> Aim of the exercise
Convert the lines in the entries below, from the line containing "Would you please place a dot on the grass" through the line containing "point(271, 148)", into a numbered list that leaves out any blank lines.

Extracted records

════════

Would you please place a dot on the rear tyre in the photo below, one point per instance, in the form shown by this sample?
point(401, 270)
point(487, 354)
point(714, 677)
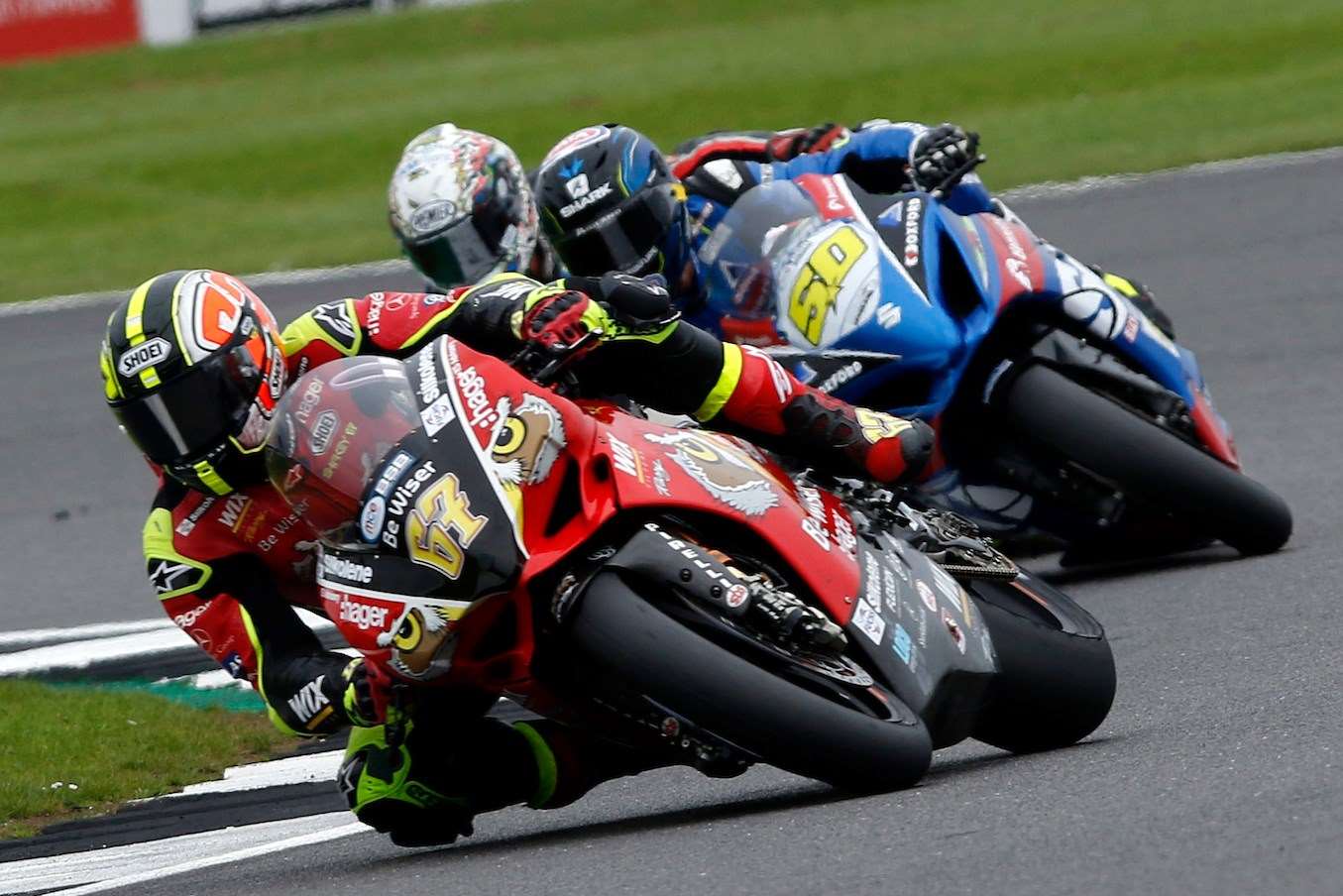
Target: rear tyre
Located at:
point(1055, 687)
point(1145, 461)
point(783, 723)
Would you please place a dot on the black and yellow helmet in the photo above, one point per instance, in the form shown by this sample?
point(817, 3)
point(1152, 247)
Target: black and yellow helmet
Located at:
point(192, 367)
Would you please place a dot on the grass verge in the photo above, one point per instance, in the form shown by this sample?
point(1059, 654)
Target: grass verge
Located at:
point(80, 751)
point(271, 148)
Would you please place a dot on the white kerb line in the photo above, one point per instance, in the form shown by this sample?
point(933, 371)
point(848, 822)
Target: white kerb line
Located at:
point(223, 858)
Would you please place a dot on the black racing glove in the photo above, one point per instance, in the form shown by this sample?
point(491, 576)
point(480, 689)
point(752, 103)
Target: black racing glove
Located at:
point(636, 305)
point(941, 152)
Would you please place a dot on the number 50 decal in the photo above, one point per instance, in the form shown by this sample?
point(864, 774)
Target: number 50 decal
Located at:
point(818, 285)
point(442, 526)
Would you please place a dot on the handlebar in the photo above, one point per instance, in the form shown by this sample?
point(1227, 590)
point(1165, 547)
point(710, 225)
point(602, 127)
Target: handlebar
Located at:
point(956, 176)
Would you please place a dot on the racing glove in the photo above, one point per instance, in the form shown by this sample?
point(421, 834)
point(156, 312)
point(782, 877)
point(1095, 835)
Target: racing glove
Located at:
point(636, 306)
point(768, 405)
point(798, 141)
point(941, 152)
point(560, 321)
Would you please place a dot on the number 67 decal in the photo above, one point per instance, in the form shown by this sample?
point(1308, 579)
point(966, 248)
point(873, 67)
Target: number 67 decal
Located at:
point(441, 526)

════════

> Exercise response
1. Would you please place a dot on the grass verge in the photo above, one point per instance, in the form shown by this sample?
2. point(1059, 654)
3. Target: grass verge
4. Located at:
5. point(80, 751)
6. point(271, 148)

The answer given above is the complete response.